--- Short task ---
Your task is to quote the material that follows, in full and exactly.

--- Provided information ---

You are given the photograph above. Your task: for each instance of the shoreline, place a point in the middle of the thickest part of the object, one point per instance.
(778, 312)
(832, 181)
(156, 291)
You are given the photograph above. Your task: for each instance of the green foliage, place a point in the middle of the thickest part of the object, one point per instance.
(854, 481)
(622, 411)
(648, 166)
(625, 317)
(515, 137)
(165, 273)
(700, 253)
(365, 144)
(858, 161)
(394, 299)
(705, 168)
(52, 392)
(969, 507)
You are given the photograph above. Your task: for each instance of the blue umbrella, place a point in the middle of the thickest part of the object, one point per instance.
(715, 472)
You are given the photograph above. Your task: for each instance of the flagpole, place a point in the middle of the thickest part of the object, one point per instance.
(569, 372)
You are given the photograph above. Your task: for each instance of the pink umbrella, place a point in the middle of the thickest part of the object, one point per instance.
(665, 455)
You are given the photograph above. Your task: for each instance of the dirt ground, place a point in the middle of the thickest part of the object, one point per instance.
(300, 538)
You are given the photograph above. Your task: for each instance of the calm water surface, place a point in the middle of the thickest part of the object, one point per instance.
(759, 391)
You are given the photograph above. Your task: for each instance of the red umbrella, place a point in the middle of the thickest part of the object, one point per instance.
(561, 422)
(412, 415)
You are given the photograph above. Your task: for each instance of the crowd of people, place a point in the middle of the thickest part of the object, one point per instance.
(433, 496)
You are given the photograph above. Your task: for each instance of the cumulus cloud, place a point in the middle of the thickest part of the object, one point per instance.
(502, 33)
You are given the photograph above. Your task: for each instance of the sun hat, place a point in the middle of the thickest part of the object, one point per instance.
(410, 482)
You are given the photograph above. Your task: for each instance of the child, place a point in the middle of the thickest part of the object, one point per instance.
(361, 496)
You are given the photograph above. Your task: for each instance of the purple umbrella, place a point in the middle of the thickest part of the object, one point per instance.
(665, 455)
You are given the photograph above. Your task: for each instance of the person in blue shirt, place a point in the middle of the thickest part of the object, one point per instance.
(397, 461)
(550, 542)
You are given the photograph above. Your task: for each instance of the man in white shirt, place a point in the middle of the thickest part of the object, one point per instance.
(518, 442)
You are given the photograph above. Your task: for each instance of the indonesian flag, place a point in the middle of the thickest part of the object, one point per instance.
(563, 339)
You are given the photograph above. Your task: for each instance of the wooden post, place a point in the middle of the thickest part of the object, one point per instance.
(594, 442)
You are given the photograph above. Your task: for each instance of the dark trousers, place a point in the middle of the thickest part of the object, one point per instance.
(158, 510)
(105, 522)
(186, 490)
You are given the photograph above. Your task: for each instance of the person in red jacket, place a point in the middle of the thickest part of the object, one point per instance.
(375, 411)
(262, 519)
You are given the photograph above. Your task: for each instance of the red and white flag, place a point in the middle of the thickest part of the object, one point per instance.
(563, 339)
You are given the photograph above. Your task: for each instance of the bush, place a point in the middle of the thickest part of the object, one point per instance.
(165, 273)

--- Right answer ---
You are given the photograph above. Your task: for each instance of the shoreline, place a point in the middle of the thickest part of the object, one point per instance.
(778, 312)
(832, 181)
(156, 291)
You are given the photograph above. Your task: for each instance of the green foliage, place a point in the middle of the thickest part of the object, one point per instance.
(854, 481)
(622, 411)
(648, 166)
(625, 317)
(515, 137)
(165, 273)
(700, 253)
(365, 144)
(858, 161)
(394, 299)
(705, 168)
(52, 392)
(969, 507)
You are given the photograph above. Your task: for each instance of the blue umbrella, place a point in the middle of the thickest part of the object, one point per instance.
(715, 472)
You are given the photograph above. Your task: for each instance of the flagpole, place a point in the middle of the thickest part of the object, one point per instance.
(569, 372)
You are given the photograph above. Your task: for each instance of the pink umbrella, place a point in the middle of the thickest part of the object, one point per instance.
(665, 455)
You are given the photograph above. Your task: for each instance of the dirt ground, place a point in the middle of the thickest part of the object, one point per instance.
(300, 538)
You are given the photograph above. Your task: for each instance of the calm water surface, place a point in the middle of the thickest part of the object, one point per instance.
(759, 391)
You are given the photograph above. Your task: for each instance of the red umbrella, place a point in the middle of the thickest part of the object, one point per instance.
(561, 422)
(412, 415)
You are given the photograph above. Your task: for each instance of the crowd of people, place a point in the middle of the thickest part of the object, one point per instance.
(433, 496)
You are given the photograph above. Your task: for each instance of the cumulus cloud, place a point in the middle of the thickest part of the object, one point per instance.
(502, 33)
You are given the photograph above. Your task: for each instance of the sun hat, place a point in the middle of the thickest part of the object, one point per instance.
(410, 482)
You are given the photograph above. Your task: for each instance of the child, place a point in the middle of the thickest part of the object, one point per instance.
(361, 496)
You are given the photograph above. Your task: for each instance of the purple umbrella, place a point in the middle of the thickest part of the object, one point per instance.
(665, 455)
You are given the photograph above. Your task: for each instance of the person in blue shirt, place a point in the middle of the thickest part of the object, one point per instance.
(397, 461)
(550, 542)
You are given the photograph above. Your task: for each instance of the man in white shirt, place a point in the middle of the thickest part of the object, one point per instance.
(518, 442)
You are given the photograph above. Your task: for each instance of the indonesian flag, place a point in the middle of the thickest part of the object, one point per instance.
(563, 339)
You are given the photograph above. Your task: for each instance of the wooden post, place a point in the middle of the thickest part of the object, one point per instance.
(594, 442)
You are given the photograph above. Your task: for each instance of the dark trousers, place a point in the middle of the thickest part of the object, one point per instance.
(158, 510)
(105, 522)
(186, 490)
You are given the photograph above. Your task: for each instance of the person in red jacket, place a point in the middle of the thickest part of the object, one point per instance.
(375, 411)
(262, 519)
You are given the photograph above. Your task: for each instance of the red and white flag, place a point in the middle of the thickest part of the object, one point per instance.
(563, 339)
You are given the photograph above. Your task: for each instance of the bush, place a point in the middle of the thickest part of the object, one point per instance.
(165, 273)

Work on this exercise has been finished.